> _EXERCISE MATERIAL_
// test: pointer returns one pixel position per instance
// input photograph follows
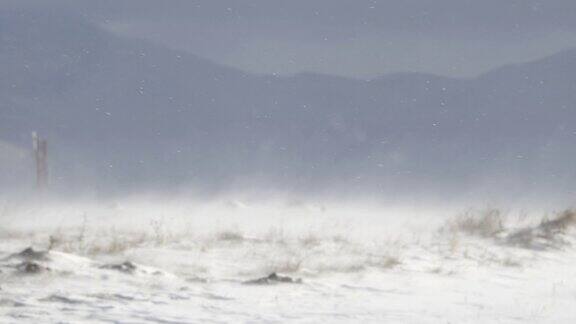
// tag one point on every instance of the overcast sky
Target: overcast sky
(358, 38)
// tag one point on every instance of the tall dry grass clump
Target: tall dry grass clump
(485, 223)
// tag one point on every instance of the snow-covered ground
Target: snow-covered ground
(157, 262)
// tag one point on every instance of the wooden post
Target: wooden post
(41, 158)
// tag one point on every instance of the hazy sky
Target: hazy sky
(357, 38)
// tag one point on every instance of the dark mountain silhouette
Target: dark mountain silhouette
(127, 114)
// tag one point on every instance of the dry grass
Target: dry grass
(548, 234)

> _TASK DIRECTIONS_
Take the line that contains "the tall dry grass clump" and each line after it down to the last of the records, and retype them exactly; add nothing else.

> _SOLVED EXERCISE_
// tag one point on every instance of the tall dry grass clump
Target: tall dry grass clump
(485, 223)
// tag one point on every instance of the snow-covered ground
Target: snow-covered ground
(157, 262)
// tag one point on every instance of the wooden post
Target: wooden post
(41, 158)
// tag one point on every instance of the hazy sky
Target: hazy sky
(357, 38)
// tag one point on every instance of the dark mountain silhouette
Target: dark mountain silhouette
(127, 114)
// tag one point on every instance of the dry grass
Target: dry grass
(548, 234)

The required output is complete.